ErrUtils: Add timings to compiler phases
ClosedPublic

Authored by bgamari on Feb 27 2016, 4:43 PM.

Details

Summary

This adds timings and allocation figures to the compiler's output when run with
-v2 in an effort to ease performance analysis.

Todo:

  • Documentation
  • Where else should we add these?
  • Perhaps we should remove some of the now-arguably-redundant showPass occurrences where they are
  • Must we force more?
  • Perhaps we should place this behind a -ftimings instead of -v2
Test Plan

ghc -v2 Test.hs, look at the output

Diff Detail

Repository
rGHC Glasgow Haskell Compiler
Lint
Automatic diff as part of commit; lint not applicable.
Unit
Automatic diff as part of commit; unit tests not applicable.
bgamari updated this revision to Diff 6792.Feb 27 2016, 4:43 PM
bgamari retitled this revision from to ErrUtils: Add timings to compiler phases.
bgamari updated this object.
bgamari edited the test plan for this revision. (Show Details)
bgamari added a reviewer: simonmar.
bgamari updated this object.Feb 28 2016, 5:55 AM
bgamari edited edge metadata.
hvr edited edge metadata.Feb 28 2016, 6:41 AM

is there an example output you can show us?

Compiling a simple "Hello World" with -v2 looks like this

*** Chasing dependencies:
Chasing modules from: *hi.hs
Stable obj: []
Stable BCO: []
Ready for upsweep
  [NONREC
      ModSummary {
         ms_hs_date = 2016-02-27 22:14:33.634387223 UTC
         ms_mod = Main,
         ms_textual_imps = [(Nothing, Prelude)]
         ms_srcimps = []
      }]
*** Deleting temp files:
compile: input file hi.hs
*** Checking old interface for Main:
[1 of 1] Compiling Main             ( hi.hs, hi.o )

• [Written instruction 1] Using the code review page above, explain in one to three sentences why the change adds timings and allocation figures to the compiler's output.
• [Written instruction 2] Check each statement against the code review page above and answer yes or no, quoting the words of the page that decide it: (a) The revision was authored by bgamari on Feb 27 2016. (b) Unit tests were run on the diff. (c) bgamari added simonmar as a reviewer.
• [Written instruction 3] What does the test plan on the code review page above say to do?

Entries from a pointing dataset
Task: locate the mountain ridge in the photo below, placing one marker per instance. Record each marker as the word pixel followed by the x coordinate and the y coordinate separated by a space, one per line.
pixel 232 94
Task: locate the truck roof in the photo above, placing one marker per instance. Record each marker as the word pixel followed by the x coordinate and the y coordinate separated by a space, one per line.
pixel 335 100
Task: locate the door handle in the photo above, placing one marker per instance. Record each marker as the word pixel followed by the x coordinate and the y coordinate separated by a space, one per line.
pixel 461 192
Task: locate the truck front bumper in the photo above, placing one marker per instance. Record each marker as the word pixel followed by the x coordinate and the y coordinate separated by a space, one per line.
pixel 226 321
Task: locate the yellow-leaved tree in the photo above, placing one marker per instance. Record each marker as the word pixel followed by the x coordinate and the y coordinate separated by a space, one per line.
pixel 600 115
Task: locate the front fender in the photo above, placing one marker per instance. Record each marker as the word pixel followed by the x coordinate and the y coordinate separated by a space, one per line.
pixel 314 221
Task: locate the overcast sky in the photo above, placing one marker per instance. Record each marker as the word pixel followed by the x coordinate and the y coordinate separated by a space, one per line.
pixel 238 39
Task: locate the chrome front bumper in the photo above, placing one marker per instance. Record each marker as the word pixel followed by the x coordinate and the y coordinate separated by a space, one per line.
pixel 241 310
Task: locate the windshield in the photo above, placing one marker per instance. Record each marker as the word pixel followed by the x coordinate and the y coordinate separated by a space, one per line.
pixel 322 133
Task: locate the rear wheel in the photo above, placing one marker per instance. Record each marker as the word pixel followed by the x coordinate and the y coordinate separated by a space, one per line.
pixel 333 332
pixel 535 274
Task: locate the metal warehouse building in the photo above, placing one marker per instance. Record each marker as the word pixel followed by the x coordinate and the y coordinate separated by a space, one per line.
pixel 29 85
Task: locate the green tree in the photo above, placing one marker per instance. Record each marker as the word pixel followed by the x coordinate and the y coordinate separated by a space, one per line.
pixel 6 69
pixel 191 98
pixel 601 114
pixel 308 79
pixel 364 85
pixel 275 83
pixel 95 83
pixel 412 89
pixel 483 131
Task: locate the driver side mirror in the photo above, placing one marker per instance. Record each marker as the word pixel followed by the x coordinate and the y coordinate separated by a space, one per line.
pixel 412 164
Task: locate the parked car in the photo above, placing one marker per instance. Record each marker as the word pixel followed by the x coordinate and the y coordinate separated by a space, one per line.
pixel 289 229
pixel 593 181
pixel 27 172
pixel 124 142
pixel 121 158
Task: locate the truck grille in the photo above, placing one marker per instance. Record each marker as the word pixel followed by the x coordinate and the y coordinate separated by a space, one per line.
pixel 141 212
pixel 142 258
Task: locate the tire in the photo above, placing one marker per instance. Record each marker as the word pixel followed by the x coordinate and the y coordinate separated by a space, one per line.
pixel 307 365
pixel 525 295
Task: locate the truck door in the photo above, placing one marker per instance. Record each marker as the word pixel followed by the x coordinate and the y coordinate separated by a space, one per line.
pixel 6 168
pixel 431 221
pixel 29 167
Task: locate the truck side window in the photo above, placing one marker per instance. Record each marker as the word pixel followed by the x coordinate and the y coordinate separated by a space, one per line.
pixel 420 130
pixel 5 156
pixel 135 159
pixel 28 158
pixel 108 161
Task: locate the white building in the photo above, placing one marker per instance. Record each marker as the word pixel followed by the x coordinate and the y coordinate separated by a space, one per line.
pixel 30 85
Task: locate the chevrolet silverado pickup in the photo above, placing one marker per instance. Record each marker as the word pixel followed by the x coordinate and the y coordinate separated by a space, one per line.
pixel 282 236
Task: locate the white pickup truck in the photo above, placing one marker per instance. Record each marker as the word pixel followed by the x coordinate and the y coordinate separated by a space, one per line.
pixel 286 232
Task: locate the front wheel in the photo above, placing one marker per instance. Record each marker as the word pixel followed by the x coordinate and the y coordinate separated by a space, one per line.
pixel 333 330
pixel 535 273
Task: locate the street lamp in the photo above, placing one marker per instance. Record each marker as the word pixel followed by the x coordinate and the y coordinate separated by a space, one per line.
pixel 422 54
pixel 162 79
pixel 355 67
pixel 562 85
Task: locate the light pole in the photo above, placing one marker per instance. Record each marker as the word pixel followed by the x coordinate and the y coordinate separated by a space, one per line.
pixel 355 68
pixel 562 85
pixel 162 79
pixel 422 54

• [Expected output 1] The timings and allocation figures are added to the compiler's output when it is run with -v2, with the aim of easing performance analysis.

• [Expected output 2]
(a) Yes: "Authored by bgamari on Feb 27 2016, 4:43 PM."
(b) No: "Automatic diff as part of commit; unit tests not applicable."
(c) Yes: "bgamari added a reviewer: simonmar."

• [Expected output 3] Run "ghc -v2 Test.hs" and look at the output.